(Saved data entries)
■ ■ ■ ■ ■
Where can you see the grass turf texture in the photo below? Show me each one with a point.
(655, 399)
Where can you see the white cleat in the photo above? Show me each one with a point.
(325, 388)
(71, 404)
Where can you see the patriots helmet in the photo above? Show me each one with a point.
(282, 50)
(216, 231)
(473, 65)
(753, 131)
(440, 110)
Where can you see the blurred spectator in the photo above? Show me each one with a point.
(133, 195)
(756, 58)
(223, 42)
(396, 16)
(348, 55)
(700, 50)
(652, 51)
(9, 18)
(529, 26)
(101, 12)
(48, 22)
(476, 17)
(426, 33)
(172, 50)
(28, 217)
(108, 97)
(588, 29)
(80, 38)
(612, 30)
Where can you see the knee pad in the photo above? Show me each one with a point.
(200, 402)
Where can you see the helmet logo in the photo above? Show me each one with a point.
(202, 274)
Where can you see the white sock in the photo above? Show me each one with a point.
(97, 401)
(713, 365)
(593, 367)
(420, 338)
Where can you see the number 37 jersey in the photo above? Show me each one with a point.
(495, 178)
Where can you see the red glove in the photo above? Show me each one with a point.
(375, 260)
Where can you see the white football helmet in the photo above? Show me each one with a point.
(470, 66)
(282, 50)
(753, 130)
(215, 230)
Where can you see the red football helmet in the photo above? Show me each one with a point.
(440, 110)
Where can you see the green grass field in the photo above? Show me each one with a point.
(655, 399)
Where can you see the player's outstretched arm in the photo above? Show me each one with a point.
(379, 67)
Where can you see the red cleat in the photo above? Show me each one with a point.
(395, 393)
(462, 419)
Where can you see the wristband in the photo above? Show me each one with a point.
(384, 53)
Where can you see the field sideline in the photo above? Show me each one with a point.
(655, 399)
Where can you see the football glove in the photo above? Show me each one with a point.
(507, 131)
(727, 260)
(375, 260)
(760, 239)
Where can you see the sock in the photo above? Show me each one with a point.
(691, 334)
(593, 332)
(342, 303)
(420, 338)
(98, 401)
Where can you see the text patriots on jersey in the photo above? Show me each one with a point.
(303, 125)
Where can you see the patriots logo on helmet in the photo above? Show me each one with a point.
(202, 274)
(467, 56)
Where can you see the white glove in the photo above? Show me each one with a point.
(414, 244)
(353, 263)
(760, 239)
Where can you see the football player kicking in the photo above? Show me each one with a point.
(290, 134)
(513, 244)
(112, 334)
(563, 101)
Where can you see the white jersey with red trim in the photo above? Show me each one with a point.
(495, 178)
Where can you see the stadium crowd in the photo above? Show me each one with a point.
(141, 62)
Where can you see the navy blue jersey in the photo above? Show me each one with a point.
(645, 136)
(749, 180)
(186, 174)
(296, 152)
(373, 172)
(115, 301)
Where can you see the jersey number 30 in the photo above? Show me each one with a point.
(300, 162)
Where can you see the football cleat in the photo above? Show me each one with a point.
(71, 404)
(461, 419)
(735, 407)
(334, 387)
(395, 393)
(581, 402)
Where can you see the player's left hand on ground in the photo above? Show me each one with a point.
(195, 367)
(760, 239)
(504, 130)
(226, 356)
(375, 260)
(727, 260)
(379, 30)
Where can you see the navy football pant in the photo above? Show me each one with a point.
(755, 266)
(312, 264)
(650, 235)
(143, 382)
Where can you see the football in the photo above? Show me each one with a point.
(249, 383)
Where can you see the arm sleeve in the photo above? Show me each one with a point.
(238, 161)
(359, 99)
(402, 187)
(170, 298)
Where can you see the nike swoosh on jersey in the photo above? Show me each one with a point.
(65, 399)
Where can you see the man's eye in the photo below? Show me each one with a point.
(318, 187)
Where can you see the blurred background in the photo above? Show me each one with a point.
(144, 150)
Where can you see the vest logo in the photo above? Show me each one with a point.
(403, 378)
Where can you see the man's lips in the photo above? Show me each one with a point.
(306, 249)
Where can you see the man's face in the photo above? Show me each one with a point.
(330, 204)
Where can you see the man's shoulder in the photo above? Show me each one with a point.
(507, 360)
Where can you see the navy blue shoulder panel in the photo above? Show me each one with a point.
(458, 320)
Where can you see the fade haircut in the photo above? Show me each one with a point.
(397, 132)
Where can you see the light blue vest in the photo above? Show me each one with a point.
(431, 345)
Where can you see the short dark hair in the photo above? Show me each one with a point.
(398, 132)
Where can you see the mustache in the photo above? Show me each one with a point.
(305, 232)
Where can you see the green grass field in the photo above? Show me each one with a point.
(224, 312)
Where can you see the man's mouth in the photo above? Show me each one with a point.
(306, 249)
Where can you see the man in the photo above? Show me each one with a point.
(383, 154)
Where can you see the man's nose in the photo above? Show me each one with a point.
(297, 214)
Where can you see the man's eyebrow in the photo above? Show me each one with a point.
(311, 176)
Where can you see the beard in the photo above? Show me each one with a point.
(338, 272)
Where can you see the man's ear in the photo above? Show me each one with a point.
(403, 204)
■ ■ ■ ■ ■
**Problem to solve:** Every record should be given again exactly.

**The solution:**
Where can you see the grass turf texture in the photo below? Show me each one with a point.
(655, 399)
Where can you see the white cleat in the photo above? Show me each one with a point.
(325, 388)
(71, 404)
Where can you see the patriots helmet in the photo above? Show me each one with a point.
(282, 50)
(216, 231)
(473, 65)
(753, 131)
(440, 110)
Where can you see the blurred spectator in the photo above? Show me each one with a point.
(133, 195)
(756, 58)
(223, 42)
(396, 16)
(348, 55)
(700, 50)
(652, 51)
(9, 18)
(529, 26)
(101, 12)
(48, 22)
(476, 17)
(426, 33)
(172, 50)
(28, 217)
(108, 97)
(588, 29)
(80, 38)
(612, 30)
Where can you see the knee pad in the photo above? Show me each one with a point.
(200, 402)
Where can you see the helmet logo in the photo above? Show me each one with a point.
(202, 274)
Where can you see the white sock in the photo above? Show me each one with a point.
(97, 401)
(713, 365)
(593, 367)
(420, 338)
Where can you see the number 37 jersey in the photo above? Show me each one with a point.
(495, 178)
Where can you see the red glove in the photo above? Show me each one with a point.
(375, 260)
Where can you see the white football helmet in the photo above? Show me each one with a point.
(470, 66)
(282, 50)
(753, 130)
(215, 230)
Where can you see the red football helmet in the photo above? Show me each one with a point.
(440, 110)
Where can you see the green grass field in the photo above? Show me each one with a point.
(655, 399)
Where can you see the player's outstretched arm in the photo above? Show me each one with a point.
(379, 67)
Where can you see the red cleat in the photo above? Show me each one with a point.
(395, 393)
(462, 419)
Where can you see the wristband in the photo above? Show me each one with a point.
(384, 53)
Where can you see the field sideline in the photo above? Show me each one with a point.
(655, 399)
Where can you see the football glove in the photo above? Show me each one with a point.
(507, 131)
(727, 260)
(375, 260)
(760, 239)
Where can you see the sock in the photo above? Show me each one with a point.
(691, 334)
(593, 332)
(342, 303)
(420, 338)
(98, 401)
Where can you see the text patriots on jersey in the photo above? Show me each one with a point.
(303, 125)
Where can you see the patriots logo on helmet in the photo above? Show me each one with a point.
(202, 274)
(467, 56)
Where can you see the white glove in the photo above? Show me each one with a point.
(414, 244)
(353, 263)
(760, 239)
Where can you see the football player kicking in the photo above? Show me each one with a point.
(290, 134)
(513, 244)
(112, 334)
(563, 101)
Where can you see the white jersey with red trim in the photo above? Show me each one with a point.
(495, 178)
Where can you see the stadium crowd in the photo above? Show me each one with a point.
(141, 62)
Where can you see the navy blue jersey in the photo above? Show me each one with a point.
(645, 136)
(749, 180)
(186, 174)
(296, 152)
(373, 172)
(115, 301)
Where can you see the jersey number 30 in the photo above? Show me each one with a point.
(300, 162)
Where can you see the football cleat in the photo above? Show me each one with a point.
(71, 404)
(461, 419)
(735, 407)
(334, 387)
(395, 393)
(581, 402)
Where can you see the player's left hand on ground in the photo above? Show me each one with a point.
(195, 367)
(760, 239)
(504, 130)
(226, 356)
(375, 260)
(727, 260)
(379, 30)
Where can you see the navy football pant in the photo above? Show me each one with a point.
(755, 266)
(312, 264)
(650, 235)
(143, 382)
Where can you see the football in the photo above? Show me each one with a point.
(249, 383)
Where can you see the arm sleeve in the photo above? Show me each one with a point.
(238, 161)
(359, 99)
(402, 187)
(170, 298)
Where can you see the nike swoosh on jersey in the photo above? Show me each one with a point.
(65, 399)
Where can you see the man's eye in the photo below? Show me each one with a point.
(318, 187)
Where can you see the blurred background in the photo above? Show me each one with a point.
(144, 150)
Where can you see the vest logo in the photo above? Show me each one with a point.
(403, 378)
Where can you see the man's lips in the photo above? Show me each one with a point.
(306, 249)
Where can you see the man's face in the photo above? Show me each one with a point.
(330, 204)
Where can you see the man's shoulder in the photo above? Show me each one with a point.
(507, 360)
Where can you see the navy blue shoulder panel in the photo above? Show me each one with a point.
(458, 320)
Where can you see the fade haircut in the photo above? Show me each one with a point.
(397, 132)
Where can you see the light blue vest in the photo above? Show me each one with a point.
(431, 345)
Where can you see the short dark hair in the photo above? Show me each one with a point.
(398, 132)
Where can you see the mustache in the photo above? Show me each one with a point.
(305, 232)
Where can you see the green grass field in the photo above? Show me each one with a point.
(224, 312)
Where can you see the man's mouth in the photo above? Show me each one with a point.
(306, 249)
Where can you see the man in the photo above? Show me each one with a point.
(383, 154)
Where can you see the man's nose in the photo above? Show me each one with a point.
(297, 214)
Where can you see the man's eyebrow in the photo above? Show me each one with a point.
(311, 176)
Where can you see the beard in the photo above? Show me each one with a point.
(338, 272)
Where can you see the man's ear in the photo above? Show me each one with a point.
(403, 204)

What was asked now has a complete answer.